● **THE PROBLEM**: Output exactly the lines spanning from the line containing "Identify a point for each instance of the white marble" to the last line of the entries, inclusive.

[Dataset entries]
_ _ _ _ _ _ _
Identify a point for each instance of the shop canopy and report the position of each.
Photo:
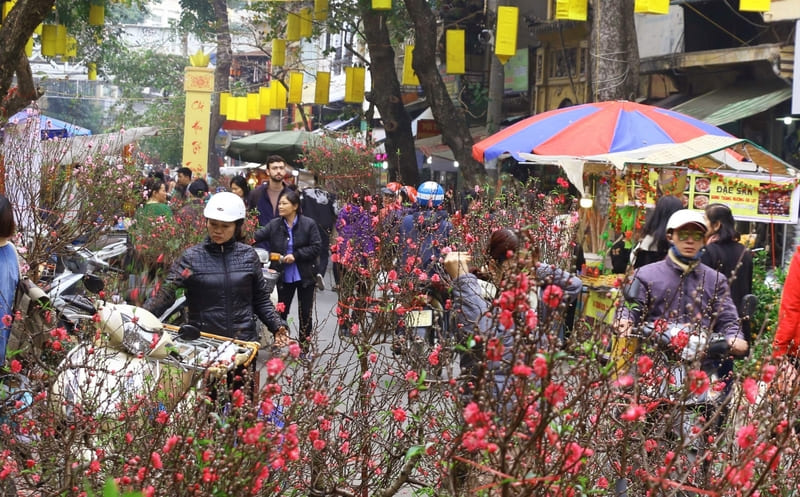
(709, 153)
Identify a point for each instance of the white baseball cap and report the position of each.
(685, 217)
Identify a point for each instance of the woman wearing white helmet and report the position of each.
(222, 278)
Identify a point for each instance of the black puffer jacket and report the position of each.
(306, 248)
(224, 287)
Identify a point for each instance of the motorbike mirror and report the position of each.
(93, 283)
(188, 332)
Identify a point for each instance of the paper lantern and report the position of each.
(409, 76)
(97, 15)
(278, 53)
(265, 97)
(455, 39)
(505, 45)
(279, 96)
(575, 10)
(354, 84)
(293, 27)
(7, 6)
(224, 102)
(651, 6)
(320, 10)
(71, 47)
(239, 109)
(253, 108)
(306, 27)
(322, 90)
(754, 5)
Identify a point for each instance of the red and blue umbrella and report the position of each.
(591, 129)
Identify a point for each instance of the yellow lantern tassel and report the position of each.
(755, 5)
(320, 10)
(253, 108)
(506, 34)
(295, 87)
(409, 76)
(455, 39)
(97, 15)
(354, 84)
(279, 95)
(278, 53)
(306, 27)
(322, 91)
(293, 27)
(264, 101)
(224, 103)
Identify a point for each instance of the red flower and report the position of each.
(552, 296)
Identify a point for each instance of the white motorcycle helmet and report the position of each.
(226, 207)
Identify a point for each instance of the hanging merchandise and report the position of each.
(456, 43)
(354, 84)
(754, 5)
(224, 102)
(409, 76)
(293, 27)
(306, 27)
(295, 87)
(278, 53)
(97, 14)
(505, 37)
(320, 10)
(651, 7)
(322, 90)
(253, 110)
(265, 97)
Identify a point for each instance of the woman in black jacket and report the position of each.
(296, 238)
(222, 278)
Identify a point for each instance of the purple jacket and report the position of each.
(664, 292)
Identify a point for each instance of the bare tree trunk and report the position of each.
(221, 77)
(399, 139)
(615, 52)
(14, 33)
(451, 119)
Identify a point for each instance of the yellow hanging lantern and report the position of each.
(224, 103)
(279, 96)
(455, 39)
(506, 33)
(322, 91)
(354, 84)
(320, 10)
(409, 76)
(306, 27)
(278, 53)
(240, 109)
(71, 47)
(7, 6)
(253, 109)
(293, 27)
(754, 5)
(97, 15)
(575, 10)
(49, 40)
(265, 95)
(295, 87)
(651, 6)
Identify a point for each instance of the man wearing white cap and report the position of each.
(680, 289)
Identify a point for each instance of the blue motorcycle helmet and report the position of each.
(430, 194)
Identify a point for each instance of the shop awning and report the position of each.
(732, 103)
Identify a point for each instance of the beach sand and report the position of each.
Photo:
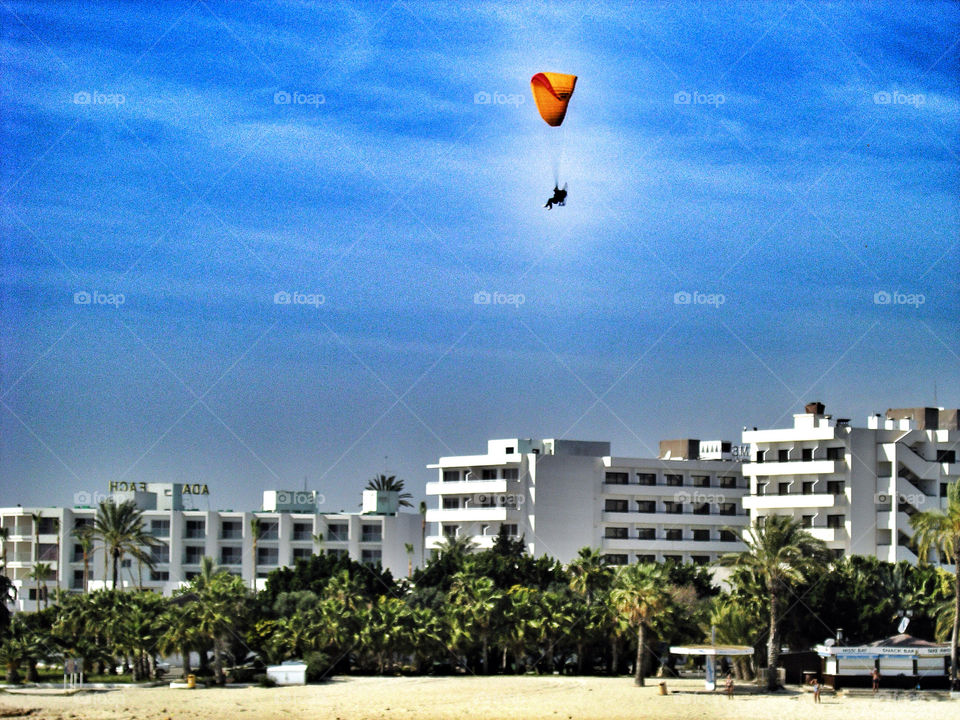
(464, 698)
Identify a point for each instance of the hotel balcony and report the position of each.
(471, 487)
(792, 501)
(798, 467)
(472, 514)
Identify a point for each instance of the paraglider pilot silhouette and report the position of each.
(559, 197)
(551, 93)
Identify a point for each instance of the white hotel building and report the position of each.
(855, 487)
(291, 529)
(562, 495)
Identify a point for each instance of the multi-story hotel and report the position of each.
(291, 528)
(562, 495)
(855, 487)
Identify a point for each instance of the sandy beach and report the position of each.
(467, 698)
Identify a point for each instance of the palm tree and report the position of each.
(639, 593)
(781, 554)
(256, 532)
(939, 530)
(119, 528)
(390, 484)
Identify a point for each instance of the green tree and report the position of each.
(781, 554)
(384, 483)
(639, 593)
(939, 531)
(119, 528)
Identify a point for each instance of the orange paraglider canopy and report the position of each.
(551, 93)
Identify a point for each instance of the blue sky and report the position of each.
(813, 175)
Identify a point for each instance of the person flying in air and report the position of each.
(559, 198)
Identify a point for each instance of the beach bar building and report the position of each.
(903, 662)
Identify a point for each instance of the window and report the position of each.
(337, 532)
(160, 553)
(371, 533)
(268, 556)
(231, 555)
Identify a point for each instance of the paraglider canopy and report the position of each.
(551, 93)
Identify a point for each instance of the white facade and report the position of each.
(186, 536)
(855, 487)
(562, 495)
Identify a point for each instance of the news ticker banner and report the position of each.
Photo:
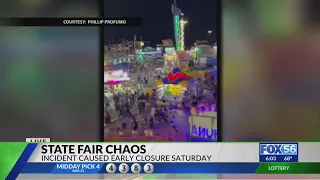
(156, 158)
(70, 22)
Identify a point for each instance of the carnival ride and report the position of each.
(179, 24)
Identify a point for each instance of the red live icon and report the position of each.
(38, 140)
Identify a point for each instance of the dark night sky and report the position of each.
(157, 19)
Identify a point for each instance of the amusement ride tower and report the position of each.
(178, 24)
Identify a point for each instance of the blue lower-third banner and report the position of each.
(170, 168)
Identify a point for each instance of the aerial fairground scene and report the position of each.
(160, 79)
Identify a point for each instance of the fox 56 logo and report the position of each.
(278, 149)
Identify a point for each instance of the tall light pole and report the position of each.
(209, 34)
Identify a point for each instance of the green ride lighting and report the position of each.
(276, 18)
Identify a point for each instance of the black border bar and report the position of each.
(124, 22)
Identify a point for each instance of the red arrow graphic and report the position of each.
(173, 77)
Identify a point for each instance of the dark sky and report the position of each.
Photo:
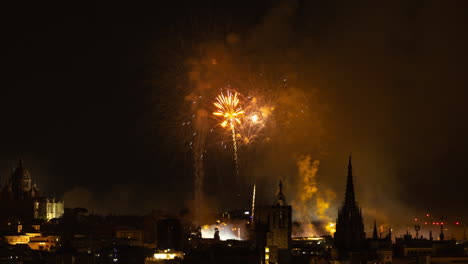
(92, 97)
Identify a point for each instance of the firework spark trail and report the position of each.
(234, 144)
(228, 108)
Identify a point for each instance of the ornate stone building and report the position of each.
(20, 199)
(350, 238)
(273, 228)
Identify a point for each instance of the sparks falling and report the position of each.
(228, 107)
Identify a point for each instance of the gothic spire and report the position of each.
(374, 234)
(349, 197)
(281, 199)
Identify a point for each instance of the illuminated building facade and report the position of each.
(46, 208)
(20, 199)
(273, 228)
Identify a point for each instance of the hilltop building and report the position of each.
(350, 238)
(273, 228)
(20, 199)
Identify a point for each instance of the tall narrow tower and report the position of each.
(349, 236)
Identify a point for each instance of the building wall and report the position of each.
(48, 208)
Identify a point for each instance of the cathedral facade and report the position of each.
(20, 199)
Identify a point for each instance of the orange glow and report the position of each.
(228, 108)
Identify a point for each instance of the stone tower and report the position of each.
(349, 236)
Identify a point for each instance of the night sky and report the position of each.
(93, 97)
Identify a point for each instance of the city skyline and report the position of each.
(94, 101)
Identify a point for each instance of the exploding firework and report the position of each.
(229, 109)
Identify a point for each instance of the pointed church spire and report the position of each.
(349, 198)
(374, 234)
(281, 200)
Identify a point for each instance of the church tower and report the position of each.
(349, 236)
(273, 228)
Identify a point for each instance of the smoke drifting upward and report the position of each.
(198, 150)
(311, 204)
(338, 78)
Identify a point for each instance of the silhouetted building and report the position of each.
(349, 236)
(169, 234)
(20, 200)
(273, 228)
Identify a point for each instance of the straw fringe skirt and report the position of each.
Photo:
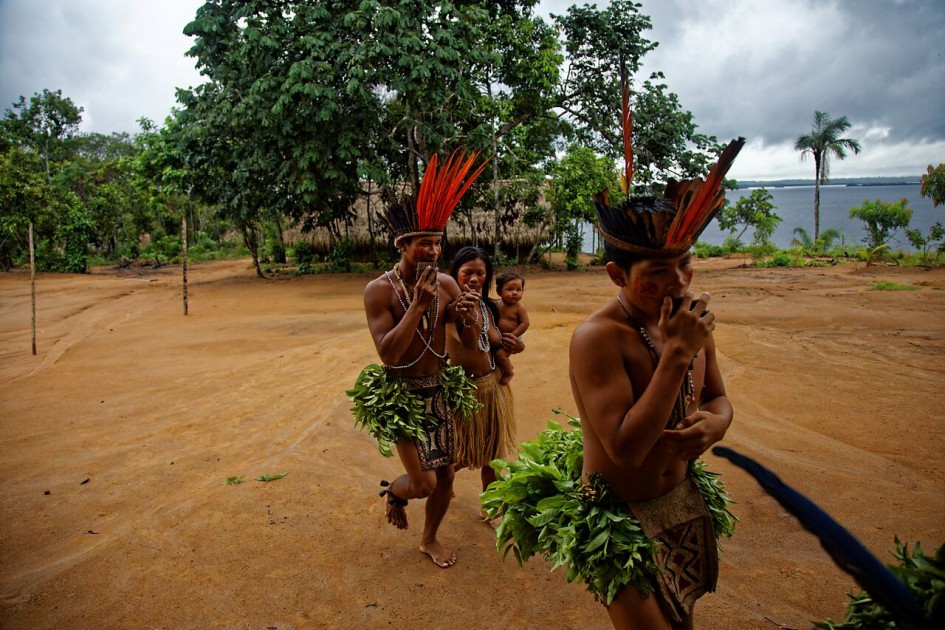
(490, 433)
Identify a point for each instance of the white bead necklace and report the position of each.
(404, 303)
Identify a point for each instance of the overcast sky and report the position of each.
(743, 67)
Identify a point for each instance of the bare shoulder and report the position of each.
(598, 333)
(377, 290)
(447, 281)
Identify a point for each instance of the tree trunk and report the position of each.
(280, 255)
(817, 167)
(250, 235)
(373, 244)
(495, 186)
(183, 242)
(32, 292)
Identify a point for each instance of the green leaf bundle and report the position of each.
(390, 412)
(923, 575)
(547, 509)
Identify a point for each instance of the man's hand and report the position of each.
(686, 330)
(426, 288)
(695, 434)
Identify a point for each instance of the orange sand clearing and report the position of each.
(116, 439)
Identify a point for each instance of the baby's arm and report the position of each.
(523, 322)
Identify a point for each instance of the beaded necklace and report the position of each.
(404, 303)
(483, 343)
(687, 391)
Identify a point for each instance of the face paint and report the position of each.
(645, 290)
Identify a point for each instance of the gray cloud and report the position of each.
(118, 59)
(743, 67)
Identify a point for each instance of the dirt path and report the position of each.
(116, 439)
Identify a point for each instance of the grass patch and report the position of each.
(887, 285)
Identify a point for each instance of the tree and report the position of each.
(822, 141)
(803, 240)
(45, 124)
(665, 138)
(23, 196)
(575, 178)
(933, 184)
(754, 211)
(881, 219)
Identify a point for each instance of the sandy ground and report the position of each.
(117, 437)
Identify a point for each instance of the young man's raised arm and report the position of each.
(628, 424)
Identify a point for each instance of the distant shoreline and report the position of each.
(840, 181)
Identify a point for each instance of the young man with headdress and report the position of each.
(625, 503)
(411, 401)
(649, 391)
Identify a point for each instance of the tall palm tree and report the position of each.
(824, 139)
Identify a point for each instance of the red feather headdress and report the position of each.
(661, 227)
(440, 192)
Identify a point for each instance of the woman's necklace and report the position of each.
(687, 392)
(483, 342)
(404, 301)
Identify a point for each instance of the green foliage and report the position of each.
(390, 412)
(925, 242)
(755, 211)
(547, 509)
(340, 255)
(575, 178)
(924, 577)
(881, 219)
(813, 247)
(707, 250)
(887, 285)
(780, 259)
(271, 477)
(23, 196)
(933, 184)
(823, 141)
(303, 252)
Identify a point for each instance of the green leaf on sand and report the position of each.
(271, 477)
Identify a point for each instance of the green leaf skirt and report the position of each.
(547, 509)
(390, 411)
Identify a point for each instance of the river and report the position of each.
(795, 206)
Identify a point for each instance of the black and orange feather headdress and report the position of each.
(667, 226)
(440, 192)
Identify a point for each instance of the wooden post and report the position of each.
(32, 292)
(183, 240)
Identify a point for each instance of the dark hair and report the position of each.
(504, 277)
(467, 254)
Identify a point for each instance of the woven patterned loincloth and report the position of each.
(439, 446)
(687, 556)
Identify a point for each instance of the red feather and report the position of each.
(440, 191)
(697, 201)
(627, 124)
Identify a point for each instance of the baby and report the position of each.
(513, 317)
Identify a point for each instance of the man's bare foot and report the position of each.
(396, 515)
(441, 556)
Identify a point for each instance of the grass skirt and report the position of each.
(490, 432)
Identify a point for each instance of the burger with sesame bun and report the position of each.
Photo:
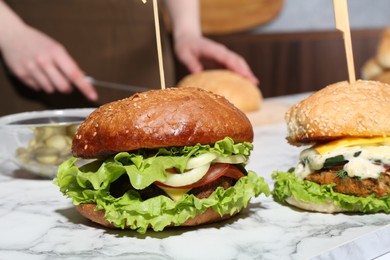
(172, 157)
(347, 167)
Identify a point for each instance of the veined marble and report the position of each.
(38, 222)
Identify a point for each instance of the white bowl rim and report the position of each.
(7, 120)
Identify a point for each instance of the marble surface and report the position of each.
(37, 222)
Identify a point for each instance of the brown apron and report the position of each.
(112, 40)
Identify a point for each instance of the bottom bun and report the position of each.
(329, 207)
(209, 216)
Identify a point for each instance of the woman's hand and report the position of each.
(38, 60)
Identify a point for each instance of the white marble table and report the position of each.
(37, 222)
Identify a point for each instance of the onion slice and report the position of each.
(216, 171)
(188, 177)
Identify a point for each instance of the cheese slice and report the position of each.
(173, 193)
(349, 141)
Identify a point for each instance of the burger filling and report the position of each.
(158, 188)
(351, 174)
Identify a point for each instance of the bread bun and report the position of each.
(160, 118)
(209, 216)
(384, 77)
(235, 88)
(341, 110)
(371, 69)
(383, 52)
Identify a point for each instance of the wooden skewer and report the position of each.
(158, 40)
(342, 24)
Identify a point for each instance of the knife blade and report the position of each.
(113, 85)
_ _ _ _ _ _ _
● **SOLUTION TO THE EXERCISE**:
Identify a point for each instance of the white marble table and report the position of each.
(37, 222)
Identify a point for each instance of the onion slice and report the position of each.
(216, 171)
(188, 177)
Identify a point for each instance of the cheese slice and report the position of each.
(173, 193)
(349, 141)
Identify a point for each instance of the burger filling and report the position of each.
(158, 188)
(351, 174)
Identify a point for each instance of the bread bun and report the position of each.
(160, 118)
(209, 216)
(384, 77)
(235, 88)
(341, 110)
(371, 69)
(383, 52)
Identify a point for each instance of the wooden skewer and report the position of each.
(158, 40)
(342, 24)
Identify a point for each instance of the knife blade and report the position of each.
(113, 85)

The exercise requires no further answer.